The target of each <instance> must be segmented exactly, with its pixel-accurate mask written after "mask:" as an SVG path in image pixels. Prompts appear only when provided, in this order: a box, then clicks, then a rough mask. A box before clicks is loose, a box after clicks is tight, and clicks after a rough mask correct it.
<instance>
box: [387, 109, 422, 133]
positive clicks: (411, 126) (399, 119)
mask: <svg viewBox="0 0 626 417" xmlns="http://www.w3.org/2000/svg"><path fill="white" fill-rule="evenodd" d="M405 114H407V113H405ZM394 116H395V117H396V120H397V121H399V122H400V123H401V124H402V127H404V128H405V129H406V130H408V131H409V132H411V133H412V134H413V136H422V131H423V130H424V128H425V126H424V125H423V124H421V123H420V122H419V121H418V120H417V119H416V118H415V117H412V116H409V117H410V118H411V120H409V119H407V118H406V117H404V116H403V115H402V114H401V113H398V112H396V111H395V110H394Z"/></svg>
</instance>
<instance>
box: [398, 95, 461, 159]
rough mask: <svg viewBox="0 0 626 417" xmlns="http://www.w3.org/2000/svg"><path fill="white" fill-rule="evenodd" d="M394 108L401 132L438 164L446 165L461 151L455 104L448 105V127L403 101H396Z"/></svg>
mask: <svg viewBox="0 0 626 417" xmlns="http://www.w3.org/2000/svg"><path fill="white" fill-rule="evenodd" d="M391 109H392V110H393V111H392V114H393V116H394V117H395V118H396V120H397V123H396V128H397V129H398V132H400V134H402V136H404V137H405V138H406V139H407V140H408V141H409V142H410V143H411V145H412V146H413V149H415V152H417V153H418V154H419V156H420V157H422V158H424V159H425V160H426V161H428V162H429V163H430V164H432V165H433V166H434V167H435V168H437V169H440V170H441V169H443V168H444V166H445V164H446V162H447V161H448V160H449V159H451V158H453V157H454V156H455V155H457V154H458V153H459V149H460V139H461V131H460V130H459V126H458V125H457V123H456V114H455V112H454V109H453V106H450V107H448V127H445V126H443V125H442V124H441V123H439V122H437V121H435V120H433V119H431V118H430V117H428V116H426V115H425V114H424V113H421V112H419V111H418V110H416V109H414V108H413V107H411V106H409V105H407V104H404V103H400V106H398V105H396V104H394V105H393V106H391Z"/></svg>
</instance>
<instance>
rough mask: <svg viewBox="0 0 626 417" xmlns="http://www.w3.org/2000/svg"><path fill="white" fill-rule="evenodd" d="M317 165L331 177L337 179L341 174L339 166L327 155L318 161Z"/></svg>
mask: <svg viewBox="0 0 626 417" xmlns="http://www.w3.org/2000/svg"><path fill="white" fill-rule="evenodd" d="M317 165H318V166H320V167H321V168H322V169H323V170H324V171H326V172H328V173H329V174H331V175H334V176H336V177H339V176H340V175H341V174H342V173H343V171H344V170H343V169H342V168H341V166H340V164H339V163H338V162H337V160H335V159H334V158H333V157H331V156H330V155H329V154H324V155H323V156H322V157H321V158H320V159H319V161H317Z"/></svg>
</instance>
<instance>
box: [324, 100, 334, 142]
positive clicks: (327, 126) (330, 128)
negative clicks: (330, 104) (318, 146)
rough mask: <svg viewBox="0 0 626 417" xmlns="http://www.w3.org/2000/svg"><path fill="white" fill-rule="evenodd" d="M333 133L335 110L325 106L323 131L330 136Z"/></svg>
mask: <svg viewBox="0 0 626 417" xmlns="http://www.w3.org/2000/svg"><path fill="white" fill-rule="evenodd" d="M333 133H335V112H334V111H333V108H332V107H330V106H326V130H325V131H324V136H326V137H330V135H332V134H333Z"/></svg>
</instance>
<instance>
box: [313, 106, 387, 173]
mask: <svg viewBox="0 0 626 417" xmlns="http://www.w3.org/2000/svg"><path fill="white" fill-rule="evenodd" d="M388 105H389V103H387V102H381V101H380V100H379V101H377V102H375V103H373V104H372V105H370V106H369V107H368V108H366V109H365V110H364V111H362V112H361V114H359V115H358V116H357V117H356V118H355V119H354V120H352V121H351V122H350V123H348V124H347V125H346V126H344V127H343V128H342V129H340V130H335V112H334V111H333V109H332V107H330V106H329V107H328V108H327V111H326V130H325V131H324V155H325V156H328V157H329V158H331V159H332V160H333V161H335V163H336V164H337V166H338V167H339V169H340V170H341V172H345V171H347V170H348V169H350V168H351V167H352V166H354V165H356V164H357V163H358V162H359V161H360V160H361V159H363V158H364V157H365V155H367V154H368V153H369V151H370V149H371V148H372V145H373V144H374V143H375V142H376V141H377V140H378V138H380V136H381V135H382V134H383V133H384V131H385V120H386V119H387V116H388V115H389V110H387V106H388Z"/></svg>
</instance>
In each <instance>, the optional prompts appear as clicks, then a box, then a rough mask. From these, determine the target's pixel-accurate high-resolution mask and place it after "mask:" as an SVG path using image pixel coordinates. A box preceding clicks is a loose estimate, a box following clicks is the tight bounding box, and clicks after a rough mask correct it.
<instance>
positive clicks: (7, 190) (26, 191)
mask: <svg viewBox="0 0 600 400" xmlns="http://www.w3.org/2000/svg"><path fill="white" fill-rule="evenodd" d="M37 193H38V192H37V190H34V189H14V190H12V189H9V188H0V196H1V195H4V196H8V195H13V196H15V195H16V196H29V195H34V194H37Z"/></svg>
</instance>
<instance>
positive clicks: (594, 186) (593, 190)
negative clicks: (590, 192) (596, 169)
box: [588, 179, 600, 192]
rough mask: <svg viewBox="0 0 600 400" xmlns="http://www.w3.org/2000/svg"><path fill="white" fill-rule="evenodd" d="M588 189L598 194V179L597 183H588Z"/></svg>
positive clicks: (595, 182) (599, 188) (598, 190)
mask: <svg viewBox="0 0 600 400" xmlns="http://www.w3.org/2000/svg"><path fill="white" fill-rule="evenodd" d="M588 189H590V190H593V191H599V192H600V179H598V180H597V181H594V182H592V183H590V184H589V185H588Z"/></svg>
______
| EXERCISE DIRECTIONS |
Repeat the records with "rough mask" switched to "coarse mask" everywhere it occurs, and leave everything else unchanged.

| WRITTEN REPLY |
The target of each <instance> must be segmented exactly, with its pixel-accurate mask written after "mask:" as an SVG path in image pixels. Prompts appear only when provided, in this order: a box, then clicks, then a coarse mask. A box before clicks is loose, a box after clicks is tight, and clicks after a coarse mask correct it.
<instance>
box: [387, 109, 422, 133]
positive clicks: (411, 126) (399, 119)
mask: <svg viewBox="0 0 626 417" xmlns="http://www.w3.org/2000/svg"><path fill="white" fill-rule="evenodd" d="M405 114H407V113H405ZM394 116H395V117H396V120H397V121H399V122H400V123H401V124H402V127H404V128H405V129H406V130H408V131H409V132H411V133H412V134H413V136H422V131H423V130H424V128H425V126H424V125H423V124H421V123H420V122H419V121H418V120H417V119H416V118H415V117H412V116H409V117H410V118H411V120H409V119H407V118H406V117H404V116H403V115H402V114H401V113H398V112H396V111H395V110H394Z"/></svg>
</instance>
<instance>
box: [398, 95, 461, 159]
coarse mask: <svg viewBox="0 0 626 417" xmlns="http://www.w3.org/2000/svg"><path fill="white" fill-rule="evenodd" d="M394 108L401 132L438 164L446 165L461 151L455 104L448 105V127L403 101H396Z"/></svg>
mask: <svg viewBox="0 0 626 417" xmlns="http://www.w3.org/2000/svg"><path fill="white" fill-rule="evenodd" d="M391 109H392V110H393V111H392V114H393V116H394V117H395V118H396V120H397V123H396V128H397V129H398V132H400V134H402V136H404V137H405V138H406V139H407V140H408V141H409V142H410V143H411V145H412V146H413V149H415V152H417V153H418V154H419V156H420V157H422V158H424V159H425V160H426V161H428V162H429V163H430V164H432V165H433V166H434V167H435V168H437V169H440V170H441V169H443V168H444V166H445V164H446V162H447V161H448V160H449V159H451V158H453V157H454V156H455V155H457V154H458V153H459V149H460V139H461V131H460V130H459V126H458V125H457V123H456V114H455V112H454V109H453V106H450V107H448V127H445V126H443V125H442V124H441V123H439V122H437V121H435V120H433V119H431V118H430V117H428V116H426V115H425V114H424V113H421V112H419V111H418V110H416V109H414V108H413V107H411V106H409V105H407V104H404V103H400V106H398V105H396V104H394V105H393V106H391Z"/></svg>
</instance>
<instance>
coarse mask: <svg viewBox="0 0 626 417" xmlns="http://www.w3.org/2000/svg"><path fill="white" fill-rule="evenodd" d="M317 165L331 177L337 179L341 174L339 166L327 155L318 161Z"/></svg>
mask: <svg viewBox="0 0 626 417" xmlns="http://www.w3.org/2000/svg"><path fill="white" fill-rule="evenodd" d="M317 165H318V166H320V167H321V168H322V169H323V170H324V171H326V172H328V173H329V174H331V175H334V176H336V177H339V176H340V175H341V174H342V173H343V171H344V170H343V169H342V168H341V166H340V164H339V163H338V162H337V160H335V159H334V158H333V157H331V156H330V155H329V154H324V155H323V156H322V157H321V158H320V159H319V161H317Z"/></svg>
</instance>
<instance>
box: [324, 100, 334, 142]
positive clicks: (327, 126) (330, 128)
negative clicks: (330, 104) (318, 146)
coarse mask: <svg viewBox="0 0 626 417" xmlns="http://www.w3.org/2000/svg"><path fill="white" fill-rule="evenodd" d="M333 133L335 110L325 106L323 131L330 136Z"/></svg>
mask: <svg viewBox="0 0 626 417" xmlns="http://www.w3.org/2000/svg"><path fill="white" fill-rule="evenodd" d="M333 133H335V112H334V111H333V108H332V107H330V106H326V130H325V131H324V136H326V137H330V135H332V134H333Z"/></svg>
</instance>
<instance>
box: [313, 106, 387, 173]
mask: <svg viewBox="0 0 626 417" xmlns="http://www.w3.org/2000/svg"><path fill="white" fill-rule="evenodd" d="M388 105H389V103H387V102H381V101H380V100H379V101H377V102H375V103H373V104H372V105H370V106H369V107H368V108H366V109H365V110H364V111H362V112H361V114H359V115H358V116H357V117H356V118H355V119H354V120H352V121H351V122H350V123H348V124H347V125H346V126H344V127H343V128H342V129H340V130H335V112H334V111H333V109H332V107H330V106H329V107H328V108H327V111H326V130H325V131H324V155H325V156H328V157H329V158H331V159H332V160H333V161H335V163H336V164H337V166H338V167H339V169H340V170H341V172H345V171H347V170H348V169H350V168H351V167H352V166H354V165H356V164H357V163H358V162H359V161H360V160H361V159H363V158H364V157H365V155H367V154H368V153H369V151H370V149H371V148H372V145H373V144H374V143H375V142H376V141H377V140H378V138H380V136H381V135H382V134H383V133H384V131H385V120H386V119H387V116H388V115H389V110H387V106H388Z"/></svg>
</instance>
In each <instance>, the optional prompts appear as clicks, then a box, then a coarse mask. From these, determine the target's pixel-accurate high-resolution mask and place it after "mask:" as an SVG path using image pixel coordinates. A box preceding clicks is a loose estimate, a box following clicks is the tight bounding box, and clicks after a coarse mask correct it.
<instance>
positive clicks: (7, 190) (26, 191)
mask: <svg viewBox="0 0 600 400" xmlns="http://www.w3.org/2000/svg"><path fill="white" fill-rule="evenodd" d="M37 193H38V192H37V190H34V189H14V190H12V189H9V188H0V196H1V195H4V196H8V195H13V196H15V195H16V196H29V195H34V194H37Z"/></svg>
</instance>
<instance>
positive clicks: (594, 186) (593, 190)
negative clicks: (590, 192) (596, 169)
box: [588, 179, 600, 192]
coarse mask: <svg viewBox="0 0 600 400" xmlns="http://www.w3.org/2000/svg"><path fill="white" fill-rule="evenodd" d="M588 189L598 194V179L597 183H588Z"/></svg>
positive clicks: (595, 182) (599, 188) (598, 190)
mask: <svg viewBox="0 0 600 400" xmlns="http://www.w3.org/2000/svg"><path fill="white" fill-rule="evenodd" d="M588 189H590V190H593V191H599V192H600V179H598V180H597V181H594V182H592V183H590V184H589V185H588Z"/></svg>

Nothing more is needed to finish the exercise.